==== ВЫБРАННЫЙ ОТРЫВОК
Интервью журналу «НАШ», 2001 г.

Источник: Журнал «НАШ», 2001 г.

Несколько замечаний. Во-первых, изучая книжку «Егор Летов. Я не верю в анархию. Сборник статей» (М.: Издательский центр, 1997), я никак не мог понять, почему она оставляет в сознании образ совершенно другого человека — плакатного пропагандиста-агитатора, втянутого в политику, обвиненного в многочисленных «изменах», словом — персонажа откровенно газетного, даже памфлетного. Хотя я и не собираюсь опровергать все высказанное (и не только в этом сборнике) пассажем в духе «а на самом деле...». Просто у меня создалось совершенно иное впечатление о Егоре Летове. Это очень скромный, интеллигентный и умный поэт. Прежде всего поэт.

Во-вторых, должен сознаться, что предлагаемая вашему вниманию беседа состоялась аж в марте 2000 года. Поэтому — никаких претензий на актуальность. Но, сами понимаете, есть вещи, которые только со временем приобретают упомянутое качество.

- Почему в последние годы Вы не издаете новых альбомов?
========
Продолжите интервью с Егором Летовым, начав сразу после последней фразы отрывка. Следующие записи представляют собой отдельный материал и к интервью не относятся.
==== СТРОКИ ДАННЫХ
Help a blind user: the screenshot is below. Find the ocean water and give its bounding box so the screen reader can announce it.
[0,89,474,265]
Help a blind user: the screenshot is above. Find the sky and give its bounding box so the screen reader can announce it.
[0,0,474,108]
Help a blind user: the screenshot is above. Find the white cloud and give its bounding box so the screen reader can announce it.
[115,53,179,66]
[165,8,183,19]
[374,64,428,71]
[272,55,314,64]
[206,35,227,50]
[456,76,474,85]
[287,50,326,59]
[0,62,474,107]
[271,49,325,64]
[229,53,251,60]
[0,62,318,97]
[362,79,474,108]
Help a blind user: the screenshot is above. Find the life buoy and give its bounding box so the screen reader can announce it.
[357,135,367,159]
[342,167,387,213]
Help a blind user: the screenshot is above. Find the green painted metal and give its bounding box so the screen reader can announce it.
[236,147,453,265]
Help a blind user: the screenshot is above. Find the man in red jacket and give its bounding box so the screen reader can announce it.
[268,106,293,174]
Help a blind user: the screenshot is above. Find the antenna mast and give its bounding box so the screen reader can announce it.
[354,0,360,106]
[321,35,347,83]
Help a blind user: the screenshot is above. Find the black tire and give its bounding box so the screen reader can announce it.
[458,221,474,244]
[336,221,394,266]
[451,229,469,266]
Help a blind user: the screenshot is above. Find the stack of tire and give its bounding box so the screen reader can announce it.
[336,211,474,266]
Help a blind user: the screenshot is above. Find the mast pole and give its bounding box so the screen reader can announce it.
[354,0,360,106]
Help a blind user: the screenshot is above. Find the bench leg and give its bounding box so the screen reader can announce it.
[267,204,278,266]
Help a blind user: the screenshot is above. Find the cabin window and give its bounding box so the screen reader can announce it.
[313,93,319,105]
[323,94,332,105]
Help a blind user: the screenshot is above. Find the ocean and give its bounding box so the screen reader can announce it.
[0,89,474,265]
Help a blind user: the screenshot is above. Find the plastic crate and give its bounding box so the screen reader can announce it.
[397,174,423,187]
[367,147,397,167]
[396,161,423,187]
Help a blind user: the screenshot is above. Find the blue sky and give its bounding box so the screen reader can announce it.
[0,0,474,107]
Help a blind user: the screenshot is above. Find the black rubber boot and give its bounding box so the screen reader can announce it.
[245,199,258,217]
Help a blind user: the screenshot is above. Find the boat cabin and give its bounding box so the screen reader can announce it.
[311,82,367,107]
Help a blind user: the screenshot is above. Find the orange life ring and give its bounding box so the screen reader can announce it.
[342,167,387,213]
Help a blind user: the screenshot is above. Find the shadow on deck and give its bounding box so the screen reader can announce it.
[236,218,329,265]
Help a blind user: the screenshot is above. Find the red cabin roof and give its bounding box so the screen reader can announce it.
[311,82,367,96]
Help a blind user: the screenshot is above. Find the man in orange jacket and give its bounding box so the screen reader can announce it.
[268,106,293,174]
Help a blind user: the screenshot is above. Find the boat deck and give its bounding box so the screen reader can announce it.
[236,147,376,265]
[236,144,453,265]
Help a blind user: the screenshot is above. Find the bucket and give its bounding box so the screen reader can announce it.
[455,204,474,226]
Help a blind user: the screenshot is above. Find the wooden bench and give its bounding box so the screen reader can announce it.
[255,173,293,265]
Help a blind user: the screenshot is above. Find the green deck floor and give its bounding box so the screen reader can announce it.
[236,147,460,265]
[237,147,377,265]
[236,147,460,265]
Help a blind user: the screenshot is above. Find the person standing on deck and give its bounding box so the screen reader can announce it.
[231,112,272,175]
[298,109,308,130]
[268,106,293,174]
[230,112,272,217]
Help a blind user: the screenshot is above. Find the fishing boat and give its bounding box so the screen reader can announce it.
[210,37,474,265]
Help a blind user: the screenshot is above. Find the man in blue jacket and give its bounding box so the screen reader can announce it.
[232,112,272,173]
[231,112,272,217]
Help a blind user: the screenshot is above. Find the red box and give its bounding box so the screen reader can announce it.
========
> ИТОГОВЫЙ ОТВЕТ
- Некоторые вещи мы делаем, но не выпускаем их по определенным соображениям. Я все делаю для себя и для таких же, как я. Изданию подлежит только то, что будет работать на широком уровне. Кроме того, я занимаюсь поэзией. В-третьих, наша группа пережила две или три смены состава. А записывать сольник я принципиально не хочу — нет смысла воду в ступе толочь. Ведь, так или иначе, любой сольник — это повторение уже созданного. На сей день я считаю, что реализовался достаточно.
Чтобы делать что-то новое, мне нужны творческие музыканты, но, к сожалению, их трудно собрать, они все живут в разных городах, в частности Сергей, мой брат.

- Вы записали альбом с братом, но он так и не появился до сих пор.

- Это не совсем альбом, а репетиция, причем домашняя, которая записана очень грязно, — живая и дикая. Мы хотели доработать этот материал, довести до ума и выпустить. Это будет официальный бутлег и, скорее всего, в формате видео-СD. Но в первую очередь выйдет не она.

- Когда появится Ваш сборник стихов?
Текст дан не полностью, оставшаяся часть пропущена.